## Testo scelto
######
Agroecologia circolare: dal campo alla tavola

Un Green new deal dell’agricoltura libera da chimica e plastica, per combattere la crisi climatica e rilanciare l’economia verde

[15 Ottobre 2019]

Oggi a Napoli Legambiente ha lanciato la sfida per «Un nuovo modello di agricoltura che sposi appieno la sostenibilità ecologica; un’agricoltura che possa finalmente diventare non solo l’asse portante dell’economia made in Italy, ma un settore strategico anche dal punto di vista ambientale a cominciare dalle sfide imposte dalla crisi climatica». E per farlo ha chiamato a raccolta le esperienze più avanzate del nostro Paese per «proporre una nuova alleanza che possa condurre, oltre alla riduzione dell’utilizzo della chimica attraverso il ricorso a buone pratiche agronomiche, ad un impegno concreto per un Green new deal anche in questo settore».

Al primo forum nazionale di Legambiente sull’Agroecologia Circolare si sono confrontati agricoltori e aziende del settore agroalimentare delle diverse filiere e comparti, dalla coltivazione, alla trasformazione fino alla vendita, insieme a tecnici, studiosi e istituzioni per stringere un patto che possa rispondere alle crescenti richieste dei consumatori per avere prodotti più sani e per fermare la febbre del pianeta.
######
## Da svolgere
Riproduci integralmente il testo sull'agroecologia circolare, senza alcuna modifica. Le righe che seguono sono materiale a parte, distinto dal testo.

## Materiale
######
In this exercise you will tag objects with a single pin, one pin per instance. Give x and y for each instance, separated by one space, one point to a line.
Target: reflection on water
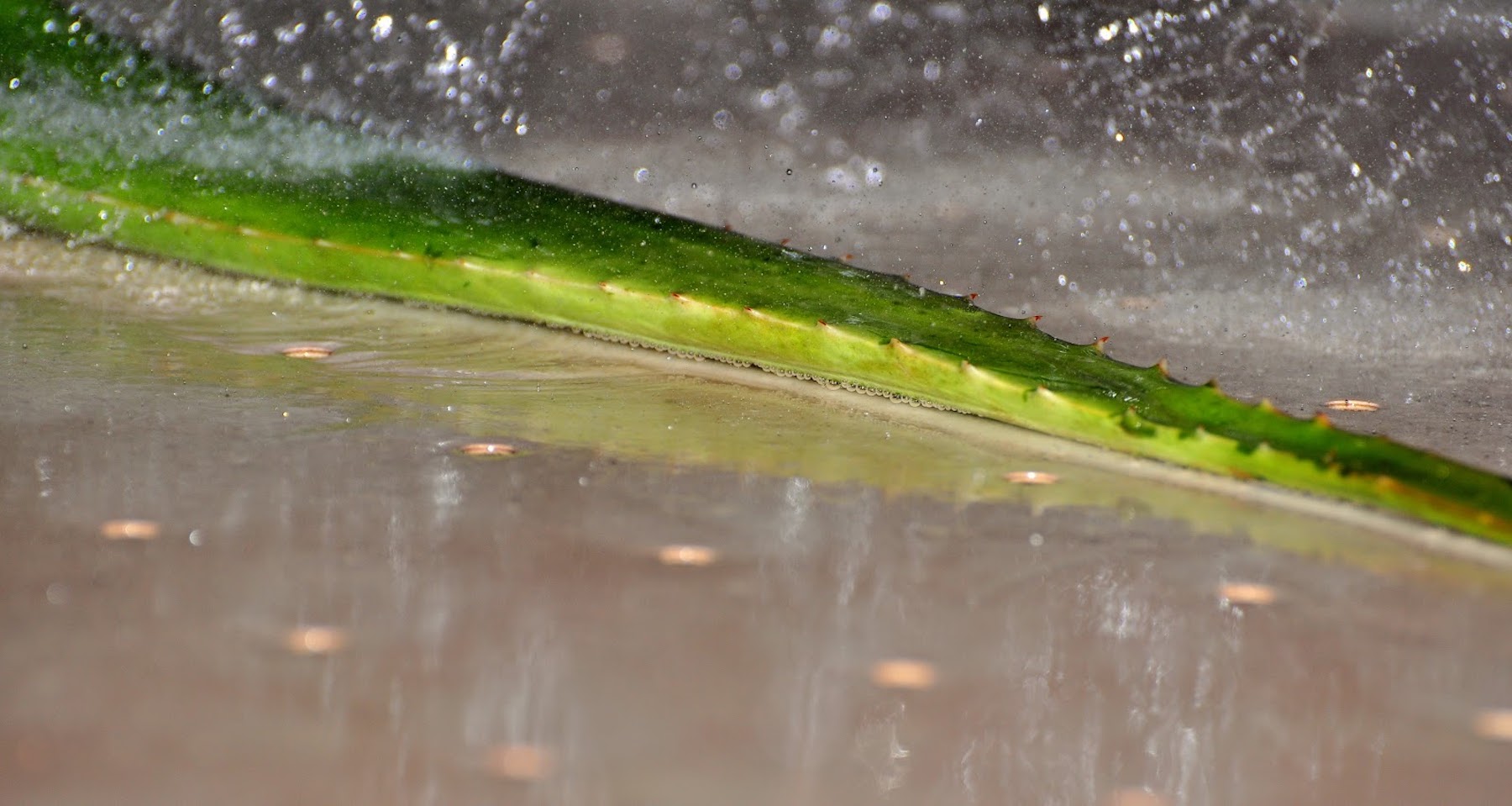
######
## Risposta
Agroecologia circolare: dal campo alla tavola

Un Green new deal dell’agricoltura libera da chimica e plastica, per combattere la crisi climatica e rilanciare l’economia verde

[15 Ottobre 2019]

Oggi a Napoli Legambiente ha lanciato la sfida per «Un nuovo modello di agricoltura che sposi appieno la sostenibilità ecologica; un’agricoltura che possa finalmente diventare non solo l’asse portante dell’economia made in Italy, ma un settore strategico anche dal punto di vista ambientale a cominciare dalle sfide imposte dalla crisi climatica». E per farlo ha chiamato a raccolta le esperienze più avanzate del nostro Paese per «proporre una nuova alleanza che possa condurre, oltre alla riduzione dell’utilizzo della chimica attraverso il ricorso a buone pratiche agronomiche, ad un impegno concreto per un Green new deal anche in questo settore».

Al primo forum nazionale di Legambiente sull’Agroecologia Circolare si sono confrontati agricoltori e aziende del settore agroalimentare delle diverse filiere e comparti, dalla coltivazione, alla trasformazione fino alla vendita, insieme a tecnici, studiosi e istituzioni per stringere un patto che possa rispondere alle crescenti richieste dei consumatori per avere prodotti più sani e per fermare la febbre del pianeta.